Streitender Westerwelle: Guido pöbelt weiter
Die Union sieht „pubertäres Verhalten“, und selbst Bundeskanzlerin Angela Merkel lässt ihrem Vize Missbilligung ausrichten. Doch Westerwelle keilt weiter und fordert von seinen Kritikern eine Entschuldigung.
Guido brutal. Vizekanzler bizarr, Außenminister außer sich. Vor dem Hintergrund sinkender Umfragewerte und wachsender Kritik an seiner Person macht der FDP-Chef weiter, was er am besten kann. Er streitet. Unversöhnlich legt er in seiner Kritik an der Sozialdiskussion nach dem Hartz-IV-Urteil des Verfassungsgerichts nach. So sehr, dass es sogar der Kanzlerin zu bunt wurde.
„Die Hartz-IV- Diskussion trägt sozialistische Züge“, hatte Westerwelle in der „Welt“ geschrieben. Tags darauf legte er in der Passauer Neuen Presse (PNP) nach: „Wer dem Volk anstrengungslosen Wohlstand verspricht, lädt zu spätrömischer Dekadenz ein.“ (siehe unten)

──────────────────────────────

◆ Arbeitsauftrag 1: Liste jede Zeile der Einträge auf, in der die Zeichenfolge „rock“ vorkommt, und beachte dabei die Groß- und Kleinschreibung.
Der Artikel über Westerwelle und die Einträge stammen aus verschiedenen Quellen.

◆ Ausgangsdaten:
──────────────────────────────

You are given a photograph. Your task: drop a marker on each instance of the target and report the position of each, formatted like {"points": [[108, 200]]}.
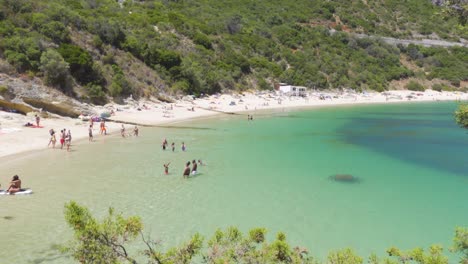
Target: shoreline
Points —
{"points": [[16, 139]]}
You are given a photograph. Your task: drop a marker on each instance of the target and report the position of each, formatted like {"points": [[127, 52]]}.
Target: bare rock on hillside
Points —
{"points": [[30, 94]]}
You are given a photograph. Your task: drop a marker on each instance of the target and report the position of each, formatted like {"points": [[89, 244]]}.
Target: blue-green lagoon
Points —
{"points": [[410, 161]]}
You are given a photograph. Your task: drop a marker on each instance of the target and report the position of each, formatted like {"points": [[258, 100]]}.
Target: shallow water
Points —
{"points": [[410, 162]]}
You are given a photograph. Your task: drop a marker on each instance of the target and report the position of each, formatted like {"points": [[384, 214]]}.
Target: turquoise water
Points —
{"points": [[411, 162]]}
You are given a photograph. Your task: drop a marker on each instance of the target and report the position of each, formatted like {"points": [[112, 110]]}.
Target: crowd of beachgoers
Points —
{"points": [[20, 133]]}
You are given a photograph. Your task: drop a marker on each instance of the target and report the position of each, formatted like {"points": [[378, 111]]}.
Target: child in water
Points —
{"points": [[166, 168]]}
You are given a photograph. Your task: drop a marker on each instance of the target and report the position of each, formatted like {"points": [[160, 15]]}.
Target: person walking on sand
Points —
{"points": [[194, 167], [69, 136], [51, 132], [53, 139], [187, 170], [183, 147], [68, 140], [38, 120], [90, 133], [103, 127], [62, 137], [166, 168], [122, 131]]}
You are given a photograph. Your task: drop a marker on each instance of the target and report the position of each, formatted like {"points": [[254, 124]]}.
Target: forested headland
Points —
{"points": [[94, 50]]}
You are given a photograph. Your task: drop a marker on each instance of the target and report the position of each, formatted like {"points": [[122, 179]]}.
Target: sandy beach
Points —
{"points": [[16, 138]]}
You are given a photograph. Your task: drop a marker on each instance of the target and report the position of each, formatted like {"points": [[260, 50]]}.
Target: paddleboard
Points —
{"points": [[23, 191]]}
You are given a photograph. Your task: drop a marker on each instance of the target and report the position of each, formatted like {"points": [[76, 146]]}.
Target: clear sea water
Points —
{"points": [[410, 162]]}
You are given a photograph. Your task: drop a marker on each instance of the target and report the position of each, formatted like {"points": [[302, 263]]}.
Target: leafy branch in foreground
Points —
{"points": [[106, 241], [461, 115]]}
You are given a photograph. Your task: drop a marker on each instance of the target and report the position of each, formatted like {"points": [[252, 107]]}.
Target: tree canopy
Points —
{"points": [[208, 46], [107, 240]]}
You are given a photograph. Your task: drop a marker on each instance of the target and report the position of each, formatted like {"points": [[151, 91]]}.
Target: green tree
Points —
{"points": [[461, 117], [55, 69], [457, 8], [415, 86], [100, 241], [460, 242]]}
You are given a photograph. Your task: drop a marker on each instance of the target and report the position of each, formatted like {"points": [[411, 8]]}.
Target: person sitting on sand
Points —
{"points": [[194, 167], [15, 185], [166, 168], [187, 170]]}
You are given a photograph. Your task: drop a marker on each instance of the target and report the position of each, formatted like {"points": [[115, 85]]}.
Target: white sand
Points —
{"points": [[16, 138]]}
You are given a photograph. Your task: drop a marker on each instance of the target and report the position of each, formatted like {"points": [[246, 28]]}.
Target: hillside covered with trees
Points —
{"points": [[97, 49]]}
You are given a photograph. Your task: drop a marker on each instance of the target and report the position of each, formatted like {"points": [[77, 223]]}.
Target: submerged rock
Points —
{"points": [[344, 178]]}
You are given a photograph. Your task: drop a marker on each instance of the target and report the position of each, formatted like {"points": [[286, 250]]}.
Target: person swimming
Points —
{"points": [[15, 185]]}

──────────────────────────────

◆ Arbeitsauftrag 2: Schreibe den Artikel über Westerwelle im Anschluss an seinen letzten Satz weiter.

◆ Lösung 1:
Target: bare rock on hillside
Target: submerged rock

◆ Lösung 2:
Das Echo war verheerend. Von den Gewerkschaften bis zur Opposition, von der CSU bis zur Kanzlerin gab’s heftige Kritik. Grünen-Chef Cem Özdemir sagte: „Die FDP spielt gnadenlos Geringverdiener gegen Hartz-IV-Empfänger aus und zündelt am sozialen Frieden im Land“. Sozialverbandschef Adolf Bauer sagte: „Millionen Menschen werden verhöhnt.“ Verdi-Chef Frank Bsirske meint: „Jetzt lässt Guido Westerwelle die Maske fallen.“ Bayerns Sozialministerin Christine Haderthauer schimpft, Westerwelle mobilisiere „Neidreflexe, um für seine Klientel Vorteile zu ziehen“. Und Kanzlerin Bundeskanzlerin Angela Merkel ließ regierungsamtlich Missbilligung ausrichten: „Es ist sicher individuell unterschiedlich, die Sprachführung.“ Und Westerwelles Sprache sei „sicherlich weniger“ die Sprache der Kanzlerin.
Doch der Vize-Kanzler zeigt sich völlig unbeeindruckt. Im TV legte er noch einmal nach: „Das muss man in Deutschland noch sagen dürfen: Wir müssen auf die achten, die das alles erarbeiten“, sagte Westerwelle, „nicht nur auf die, die in Zukunft Solidarität nötig haben. Alles andere ist Sozialismus.“ In der PNP hatte er „geistigen Sozialismus“ beklagt. „Wer arbeitet, darf nicht mehr und mehr zum Deppen der Nation gemacht werden.“
Nach dem Urteil der Karlsruher Richter hatte Westerwelle über den Eindruck geklagt, es gebe „nur noch Empfänger von Steuergeld und nicht mehr die, die das alles erarbeiten“. Die Jugend müsse „lernen, dass Leistung keine Körperverletzung ist“.
Auf seine Wortwahl angesprochen, sagte der FDP-Chef: „Ich spreche die Sprache, die verstanden wird.“ Allerdings nicht von allen. Der Mainzer Regierungschef Kurt Beck sagte, die Hartz-IV-Empfänger hätten eine Entschuldigung verdient. Dem kontert Westerwelle, seine Kritiker müssten sich bei ihm entschuldigen.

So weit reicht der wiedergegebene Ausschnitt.